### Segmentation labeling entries
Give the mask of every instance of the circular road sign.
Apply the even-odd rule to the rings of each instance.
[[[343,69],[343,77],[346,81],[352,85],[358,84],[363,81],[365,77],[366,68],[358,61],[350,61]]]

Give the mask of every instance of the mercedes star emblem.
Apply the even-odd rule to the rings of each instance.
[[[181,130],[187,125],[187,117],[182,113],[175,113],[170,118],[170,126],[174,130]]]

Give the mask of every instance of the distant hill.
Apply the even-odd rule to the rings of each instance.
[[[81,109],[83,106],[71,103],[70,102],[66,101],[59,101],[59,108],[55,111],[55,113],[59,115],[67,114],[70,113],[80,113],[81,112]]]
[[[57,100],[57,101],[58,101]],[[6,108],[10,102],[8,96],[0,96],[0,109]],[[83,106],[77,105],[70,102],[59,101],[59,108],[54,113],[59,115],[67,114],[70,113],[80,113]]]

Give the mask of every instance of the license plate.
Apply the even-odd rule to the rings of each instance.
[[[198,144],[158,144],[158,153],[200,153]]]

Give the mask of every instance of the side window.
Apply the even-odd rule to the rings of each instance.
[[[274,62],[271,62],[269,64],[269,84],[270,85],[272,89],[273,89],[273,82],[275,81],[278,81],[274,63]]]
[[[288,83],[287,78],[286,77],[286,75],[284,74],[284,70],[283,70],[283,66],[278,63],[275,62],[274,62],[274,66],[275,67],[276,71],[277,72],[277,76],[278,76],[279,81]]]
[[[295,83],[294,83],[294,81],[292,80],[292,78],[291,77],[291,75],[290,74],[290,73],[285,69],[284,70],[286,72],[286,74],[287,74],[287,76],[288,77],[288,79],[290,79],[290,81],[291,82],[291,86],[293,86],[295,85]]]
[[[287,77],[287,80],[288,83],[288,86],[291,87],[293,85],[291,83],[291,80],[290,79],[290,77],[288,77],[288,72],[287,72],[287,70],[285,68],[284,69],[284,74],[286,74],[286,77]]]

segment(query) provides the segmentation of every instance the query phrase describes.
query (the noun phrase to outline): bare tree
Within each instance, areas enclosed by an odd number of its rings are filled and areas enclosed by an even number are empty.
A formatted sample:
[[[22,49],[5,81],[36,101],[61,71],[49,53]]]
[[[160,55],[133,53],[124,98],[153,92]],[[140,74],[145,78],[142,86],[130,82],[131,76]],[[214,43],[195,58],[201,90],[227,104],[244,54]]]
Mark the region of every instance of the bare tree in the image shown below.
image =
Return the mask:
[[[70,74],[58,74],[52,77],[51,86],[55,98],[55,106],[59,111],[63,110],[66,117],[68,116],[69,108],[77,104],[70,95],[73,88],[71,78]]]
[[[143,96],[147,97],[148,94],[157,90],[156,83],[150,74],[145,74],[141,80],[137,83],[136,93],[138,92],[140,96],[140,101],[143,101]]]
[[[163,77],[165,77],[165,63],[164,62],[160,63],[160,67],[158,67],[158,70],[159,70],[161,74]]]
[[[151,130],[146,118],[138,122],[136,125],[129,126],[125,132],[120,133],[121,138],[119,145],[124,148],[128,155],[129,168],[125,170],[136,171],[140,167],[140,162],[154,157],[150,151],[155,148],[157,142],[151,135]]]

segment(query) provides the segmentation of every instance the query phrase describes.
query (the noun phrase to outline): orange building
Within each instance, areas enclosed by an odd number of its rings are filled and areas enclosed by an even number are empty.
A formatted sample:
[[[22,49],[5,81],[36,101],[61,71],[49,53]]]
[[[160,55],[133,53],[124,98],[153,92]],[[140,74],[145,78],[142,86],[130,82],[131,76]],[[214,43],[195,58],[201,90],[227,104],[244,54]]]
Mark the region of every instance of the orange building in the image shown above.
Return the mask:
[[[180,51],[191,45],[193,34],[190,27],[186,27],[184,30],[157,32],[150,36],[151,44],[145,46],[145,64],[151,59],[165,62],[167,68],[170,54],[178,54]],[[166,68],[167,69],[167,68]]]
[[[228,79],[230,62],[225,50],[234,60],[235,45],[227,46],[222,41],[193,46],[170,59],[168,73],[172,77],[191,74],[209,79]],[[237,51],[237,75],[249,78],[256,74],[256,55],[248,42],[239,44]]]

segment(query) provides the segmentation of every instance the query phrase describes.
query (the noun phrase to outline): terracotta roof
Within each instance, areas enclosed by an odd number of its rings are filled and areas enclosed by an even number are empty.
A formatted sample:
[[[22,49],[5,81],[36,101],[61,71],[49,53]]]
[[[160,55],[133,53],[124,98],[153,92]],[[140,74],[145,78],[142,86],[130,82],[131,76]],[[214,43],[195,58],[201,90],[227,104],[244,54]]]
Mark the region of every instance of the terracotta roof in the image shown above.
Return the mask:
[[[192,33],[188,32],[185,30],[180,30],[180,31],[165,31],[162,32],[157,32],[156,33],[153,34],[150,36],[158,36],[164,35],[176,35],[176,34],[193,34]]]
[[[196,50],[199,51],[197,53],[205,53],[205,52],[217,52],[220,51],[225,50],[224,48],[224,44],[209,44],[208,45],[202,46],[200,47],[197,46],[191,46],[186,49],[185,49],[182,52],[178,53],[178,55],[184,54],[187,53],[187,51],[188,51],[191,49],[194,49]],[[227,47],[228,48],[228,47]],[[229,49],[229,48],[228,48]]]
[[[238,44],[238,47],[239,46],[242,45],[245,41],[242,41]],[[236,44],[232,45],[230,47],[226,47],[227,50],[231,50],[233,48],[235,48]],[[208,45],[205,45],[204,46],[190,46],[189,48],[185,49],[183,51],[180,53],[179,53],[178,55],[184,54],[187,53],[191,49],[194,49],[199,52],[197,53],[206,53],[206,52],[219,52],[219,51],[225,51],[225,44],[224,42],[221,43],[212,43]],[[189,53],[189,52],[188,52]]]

### AIM OF THE TASK
Render all the lines above as a Markdown table with the columns Row and Text, numbering each row and skipping blank lines.

### RIGHT ANSWER
| Row | Text |
|---|---|
| 1 | Give the mask of every instance of the circular road sign. |
| 2 | Apply the even-odd rule to the rings of each instance. |
| 3 | [[[343,69],[343,77],[346,81],[352,85],[358,84],[363,81],[365,77],[366,68],[358,61],[350,61]]] |
| 4 | Give the mask of every instance of the mercedes star emblem. |
| 5 | Apply the even-odd rule to the rings of each instance. |
| 6 | [[[181,130],[187,125],[187,117],[182,113],[175,113],[170,118],[170,126],[174,130]]] |
| 7 | Give the mask of every instance of the distant hill. |
| 8 | Apply the even-odd rule to the rings of each instance. |
| 9 | [[[81,109],[83,106],[71,103],[70,102],[66,101],[59,101],[59,108],[55,111],[55,113],[59,115],[67,114],[70,113],[80,113],[81,112]]] |
| 10 | [[[57,100],[57,101],[58,101]],[[6,108],[10,102],[8,96],[0,96],[0,109]],[[83,106],[77,105],[70,102],[59,101],[59,108],[54,113],[59,115],[67,114],[70,113],[80,113]]] |
| 11 | Give the mask of every instance of the license plate. |
| 12 | Apply the even-odd rule to the rings of each instance. |
| 13 | [[[198,144],[158,144],[158,153],[200,153]]] |
| 14 | Give the mask of every instance of the side window. |
| 15 | Apply the even-odd rule to the rings of each instance. |
| 16 | [[[274,62],[271,62],[269,64],[269,84],[270,85],[272,89],[273,89],[273,82],[275,81],[278,81],[274,63]]] |
| 17 | [[[288,83],[287,78],[286,77],[286,75],[284,74],[284,70],[283,70],[283,66],[278,63],[275,62],[274,62],[274,66],[275,67],[276,71],[277,72],[277,76],[278,76],[279,81]]] |
| 18 | [[[295,83],[294,83],[294,81],[292,80],[292,78],[291,77],[291,75],[290,74],[290,73],[285,69],[284,70],[286,72],[286,74],[287,74],[287,76],[288,77],[288,79],[290,79],[290,81],[291,82],[291,86],[293,86],[295,85]]] |
| 19 | [[[287,77],[287,80],[288,83],[288,86],[291,87],[293,85],[291,83],[291,80],[290,79],[290,77],[288,77],[288,72],[287,72],[287,70],[285,68],[284,69],[284,74],[286,74],[286,77]]] |
| 20 | segment(query) provides the segmentation of every instance the query phrase describes. |
| 21 | query (the noun phrase to outline): bare tree |
| 22 | Within each instance, areas enclosed by an odd number of its rings are filled and areas enclosed by an even number are empty. |
| 23 | A formatted sample: |
| 24 | [[[22,49],[5,81],[36,101],[61,71],[49,53]]] |
| 25 | [[[160,55],[133,53],[124,98],[153,92]],[[140,74],[145,78],[142,86],[130,82],[131,76]],[[214,43],[195,58],[201,90],[227,104],[244,54]]] |
| 26 | Mark the region of every instance of the bare tree in the image shown below. |
| 27 | image = |
| 28 | Return the mask: |
| 29 | [[[70,74],[58,74],[52,77],[51,86],[55,98],[55,106],[59,111],[63,110],[66,117],[68,116],[69,108],[77,104],[70,95],[73,88],[71,78]]] |
| 30 | [[[143,96],[147,97],[148,94],[157,90],[156,83],[150,74],[145,74],[141,80],[137,83],[136,93],[138,92],[140,96],[140,101],[143,101]]] |
| 31 | [[[163,77],[165,77],[165,63],[164,62],[160,63],[160,67],[158,67],[158,70],[159,70],[161,74]]] |
| 32 | [[[151,130],[146,118],[138,122],[136,125],[129,126],[125,132],[120,133],[121,138],[119,145],[124,148],[128,155],[129,168],[125,170],[136,171],[140,167],[140,162],[154,157],[150,151],[155,148],[157,142],[151,135]]] |
| 33 | segment(query) provides the segmentation of every instance the query phrase describes. |
| 34 | query (the noun phrase to outline): orange building |
| 35 | Within each instance, areas enclosed by an odd number of its rings are filled and areas enclosed by an even number are empty. |
| 36 | A formatted sample: |
| 37 | [[[22,49],[5,81],[36,101],[61,71],[49,53]]] |
| 38 | [[[160,55],[133,53],[124,98],[153,92]],[[140,74],[145,78],[142,86],[130,82],[131,76]],[[214,43],[195,58],[201,90],[227,104],[244,54]]] |
| 39 | Mark the region of every instance of the orange building in the image shown above. |
| 40 | Return the mask: |
| 41 | [[[180,51],[191,45],[193,34],[190,27],[186,27],[184,30],[157,32],[150,36],[151,44],[145,46],[145,64],[151,59],[165,62],[167,68],[170,54],[178,54]],[[166,68],[167,69],[167,68]]] |
| 42 | [[[228,79],[230,62],[225,50],[234,60],[235,45],[227,46],[222,41],[193,46],[170,59],[168,73],[172,77],[191,74],[209,79]],[[237,51],[237,75],[249,78],[256,74],[256,55],[248,42],[239,44]]] |
| 43 | segment(query) provides the segmentation of every instance the query phrase describes. |
| 44 | query (the noun phrase to outline): terracotta roof |
| 45 | Within each instance, areas enclosed by an odd number of its rings are filled and areas enclosed by an even number are empty. |
| 46 | A formatted sample: |
| 47 | [[[22,49],[5,81],[36,101],[61,71],[49,53]]] |
| 48 | [[[160,55],[133,53],[124,98],[153,92]],[[140,74],[145,78],[142,86],[130,82],[131,76]],[[214,43],[195,58],[201,90],[227,104],[244,54]]] |
| 49 | Mark the region of every instance of the terracotta roof in the image shown above. |
| 50 | Return the mask: |
| 51 | [[[192,33],[188,32],[185,30],[180,30],[180,31],[165,31],[162,32],[157,32],[156,33],[153,34],[150,36],[158,36],[164,35],[176,35],[176,34],[193,34]]] |
| 52 | [[[196,50],[199,51],[197,53],[205,53],[205,52],[217,52],[220,51],[225,50],[224,48],[224,44],[209,44],[208,45],[202,46],[200,47],[197,46],[191,46],[186,49],[185,49],[182,52],[178,53],[178,55],[184,54],[187,53],[187,51],[188,51],[191,49],[194,49]],[[227,47],[228,48],[228,47]],[[229,49],[229,48],[228,48]]] |
| 53 | [[[238,44],[238,47],[239,46],[242,45],[245,41],[242,41]],[[236,44],[232,45],[230,47],[226,47],[227,50],[231,50],[233,48],[235,48]],[[208,45],[205,45],[204,46],[190,46],[189,48],[185,49],[183,51],[180,53],[179,53],[178,55],[184,54],[187,53],[191,49],[194,49],[199,52],[197,53],[206,53],[206,52],[219,52],[219,51],[225,51],[225,44],[224,42],[221,43],[212,43]],[[189,53],[189,52],[188,52]]] |